> **Selected passage**
^^^^^^^^

Introduction

Pressure on health economics, reduction in hospital beds and patient expectations have been an important motivators to try and reduce the length of stay after primary total hip (THR) and total knee replacement (TKR). The number of operations worldwide is increasing annually whilst the length of stay in the hospital is decreasing constantly. In 1974 Coventry reported protocols for managment of hip arthroplasties with discharge on day 21 for the Mayo Clinic [1]. In 1990 an average length of stay of 9–10 days was reported for the US [2]. In the UK, recent reports showed that the average length of stay following THR has further decreased from 11 days in 1999 to 8 days in 2002 [3]. Most recent data from the Scottish arthroplasty register showed an average stay of 8.0 days for THR and 7.6 days for TKR in 2007 with shorter length of stay in dense populations like Lothian [4].

With the introduction of “minimal-invasive” techniques shorter rehabilitation [5] and even the possibility of outpatient surgery[6, 7] have been advocated. For these programmes commonly younger and fitter patients are pre-selected, but limited data is available on the factors which actually make a patient eligible for such a treatment regime [810].

We have taken a different approach and performed a prospective clinical trial on all patients off the waiting list without exclusion criteria to identify positive or negative predictive factors for successful fast track rehabilitation.

Materials and methods

Between June 2005 and January 2006, 52 primary THR and 48 primary TKR were performed by the same surgical team (MS, IK, registrars and SJB). Patients were scheduled consecutively from our local waiting list and no pre-selection criteria were implemented. We used a slightly modified, but established fast track rehabilitation protocol that was implemented in 1997 and used in the Netherlands since (Joint care®; Biomet UK).

To allow for group treatment four patients of the same gender were seen around 1–2 weeks pre-operatively at the pre-admission outpatient clinic (PAC). A standardised educational programme was implemented by the first author, including visual (12-min VHS video, produced at NRI Edinburgh) and oral education (approximately 15 min) for the group. Patients were informed in detail about the postoperative treatment regime and the target discharge day 3 to 5. Discharge was allowed if our local discharge criteria (Table 1) were met.

^^^^^^^^

> **Entries supplied**
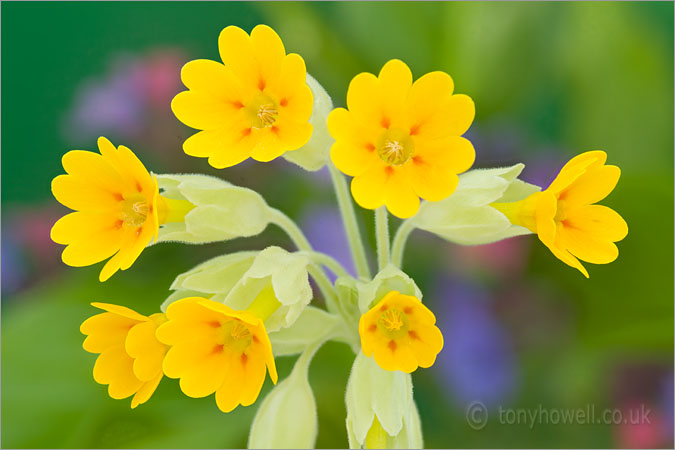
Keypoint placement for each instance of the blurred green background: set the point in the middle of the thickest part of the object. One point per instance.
(550, 80)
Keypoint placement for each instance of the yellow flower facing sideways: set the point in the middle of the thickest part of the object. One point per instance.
(565, 216)
(130, 360)
(256, 104)
(402, 140)
(216, 349)
(117, 206)
(400, 333)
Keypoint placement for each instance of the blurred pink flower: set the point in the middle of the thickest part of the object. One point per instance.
(119, 102)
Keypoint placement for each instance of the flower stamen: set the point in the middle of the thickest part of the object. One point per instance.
(395, 147)
(393, 323)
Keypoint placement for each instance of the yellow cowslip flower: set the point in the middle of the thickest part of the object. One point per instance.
(399, 332)
(130, 360)
(402, 140)
(565, 216)
(257, 104)
(216, 349)
(117, 206)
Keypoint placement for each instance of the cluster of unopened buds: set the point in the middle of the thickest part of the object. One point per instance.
(228, 318)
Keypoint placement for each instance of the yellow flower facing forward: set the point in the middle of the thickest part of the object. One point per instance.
(216, 349)
(257, 104)
(130, 356)
(117, 206)
(402, 140)
(399, 332)
(565, 216)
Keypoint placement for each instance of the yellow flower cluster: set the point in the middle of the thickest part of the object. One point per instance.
(400, 140)
(207, 345)
(566, 217)
(400, 333)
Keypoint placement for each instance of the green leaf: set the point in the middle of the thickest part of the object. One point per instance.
(315, 154)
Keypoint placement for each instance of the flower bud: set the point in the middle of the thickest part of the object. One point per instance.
(381, 412)
(211, 209)
(389, 279)
(315, 154)
(287, 417)
(466, 217)
(273, 284)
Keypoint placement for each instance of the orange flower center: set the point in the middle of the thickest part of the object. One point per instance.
(135, 210)
(262, 111)
(395, 147)
(235, 336)
(393, 323)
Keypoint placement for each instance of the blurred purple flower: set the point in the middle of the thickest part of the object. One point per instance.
(117, 103)
(477, 359)
(323, 227)
(14, 271)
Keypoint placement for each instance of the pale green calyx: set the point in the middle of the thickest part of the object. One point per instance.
(466, 216)
(221, 210)
(389, 279)
(381, 412)
(287, 417)
(272, 283)
(312, 324)
(315, 154)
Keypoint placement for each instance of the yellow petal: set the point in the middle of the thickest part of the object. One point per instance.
(576, 167)
(588, 247)
(92, 168)
(114, 367)
(352, 159)
(184, 356)
(120, 311)
(591, 187)
(598, 220)
(285, 135)
(236, 51)
(353, 152)
(229, 393)
(225, 146)
(546, 207)
(81, 226)
(363, 100)
(148, 353)
(78, 194)
(453, 152)
(214, 79)
(426, 343)
(461, 111)
(291, 90)
(369, 188)
(207, 374)
(254, 369)
(116, 262)
(431, 181)
(425, 104)
(202, 111)
(562, 254)
(146, 390)
(268, 51)
(400, 197)
(105, 331)
(264, 348)
(96, 247)
(395, 81)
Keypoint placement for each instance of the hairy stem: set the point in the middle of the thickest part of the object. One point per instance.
(349, 221)
(382, 235)
(400, 239)
(329, 262)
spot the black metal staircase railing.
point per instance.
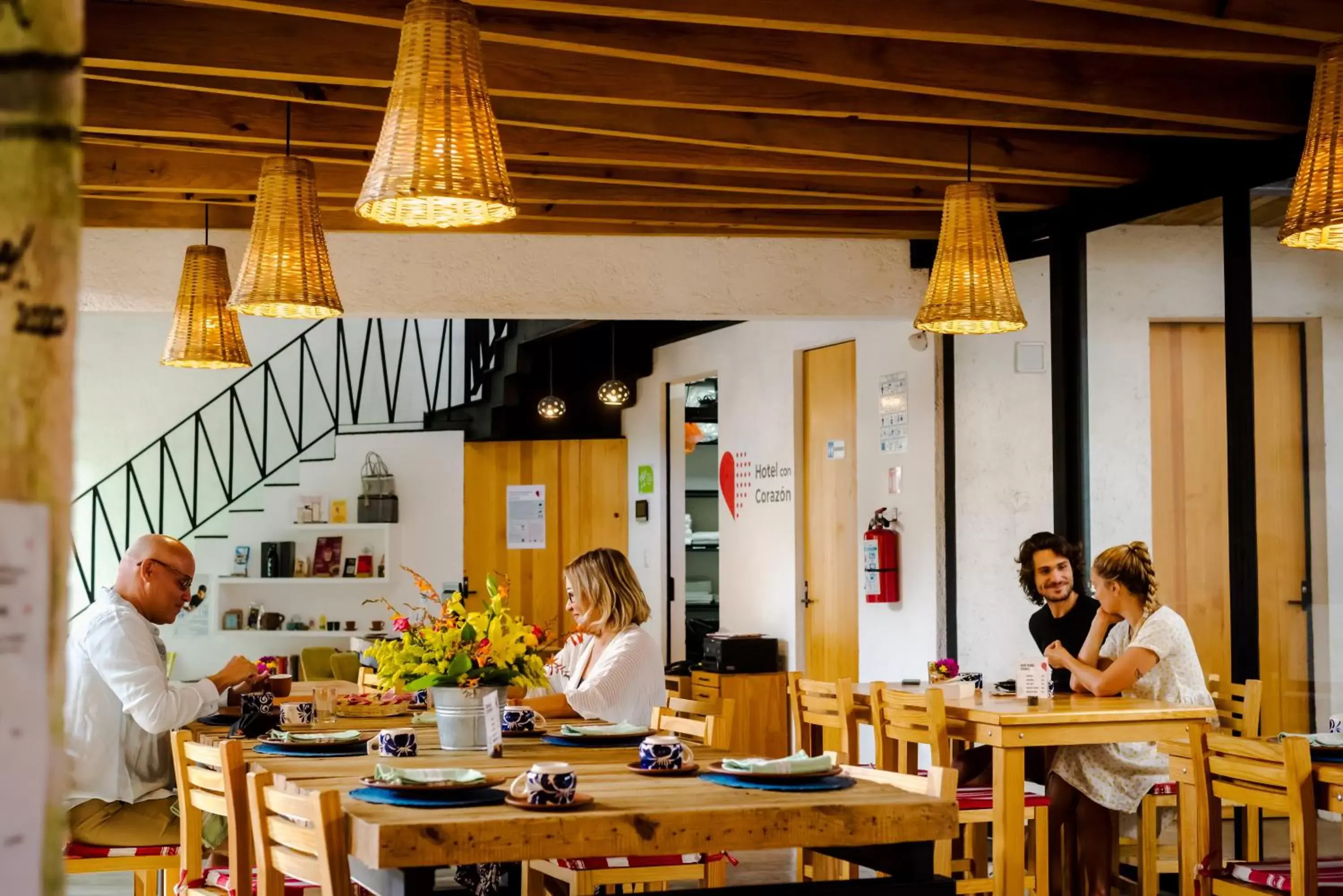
(319, 384)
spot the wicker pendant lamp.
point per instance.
(438, 160)
(205, 333)
(971, 289)
(287, 270)
(1315, 213)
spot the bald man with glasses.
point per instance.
(120, 706)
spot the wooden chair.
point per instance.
(1271, 778)
(704, 722)
(297, 836)
(213, 780)
(1239, 713)
(903, 722)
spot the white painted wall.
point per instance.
(547, 277)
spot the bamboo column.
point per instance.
(41, 109)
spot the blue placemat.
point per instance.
(277, 750)
(556, 741)
(833, 782)
(487, 797)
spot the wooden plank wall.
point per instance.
(586, 494)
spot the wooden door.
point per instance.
(830, 510)
(1189, 503)
(585, 508)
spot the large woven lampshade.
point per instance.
(287, 270)
(1315, 213)
(971, 288)
(438, 160)
(205, 332)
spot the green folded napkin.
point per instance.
(295, 737)
(618, 729)
(393, 776)
(1319, 739)
(796, 765)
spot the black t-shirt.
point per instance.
(1071, 631)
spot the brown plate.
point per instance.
(488, 781)
(579, 802)
(716, 768)
(688, 769)
(319, 746)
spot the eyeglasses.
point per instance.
(183, 580)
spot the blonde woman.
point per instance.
(1147, 655)
(616, 672)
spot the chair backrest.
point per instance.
(708, 722)
(818, 706)
(300, 835)
(903, 721)
(1259, 773)
(1239, 707)
(213, 780)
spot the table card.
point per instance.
(493, 726)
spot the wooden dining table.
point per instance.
(1010, 725)
(395, 849)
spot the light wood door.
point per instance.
(1189, 503)
(830, 510)
(585, 508)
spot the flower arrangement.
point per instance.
(444, 645)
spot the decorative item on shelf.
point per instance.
(613, 393)
(438, 160)
(971, 289)
(205, 332)
(242, 555)
(1315, 211)
(327, 559)
(460, 656)
(552, 406)
(287, 270)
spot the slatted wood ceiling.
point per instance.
(740, 117)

^^^^^^^^

> **Problem 1**
Say whether each statement agrees with the joint replacement text. Answer yes or no for each, and quote the deciding words. (a) Patients for the trial were chosen to be younger and fitter. (b) In the UK, the average stay after THR was 8 days in 2002. (c) At the pre-admission clinic, patients were seen in groups of four of the same gender.
> **Problem 2**
From the joint replacement text, copy out the part that begins with the words "Pressure on health" and ends with the words "like Lothian [4].".

> **Your solution 1**
(a) No: "no pre-selection criteria were implemented"
(b) Yes: "decreased from 11 days in 1999 to 8 days in 2002"
(c) Yes: "four patients of the same gender were seen around 1–2 weeks pre-operatively"

> **Your solution 2**
Pressure on health economics, reduction in hospital beds and patient expectations have been an important motivators to try and reduce the length of stay after primary total hip (THR) and total knee replacement (TKR). The number of operations worldwide is increasing annually whilst the length of stay in the hospital is decreasing constantly. In 1974 Coventry reported protocols for managment of hip arthroplasties with discharge on day 21 for the Mayo Clinic [1]. In 1990 an average length of stay of 9–10 days was reported for the US [2]. In the UK, recent reports showed that the average length of stay following THR has further decreased from 11 days in 1999 to 8 days in 2002 [3]. Most recent data from the Scottish arthroplasty register showed an average stay of 8.0 days for THR and 7.6 days for TKR in 2007 with shorter length of stay in dense populations like Lothian [4].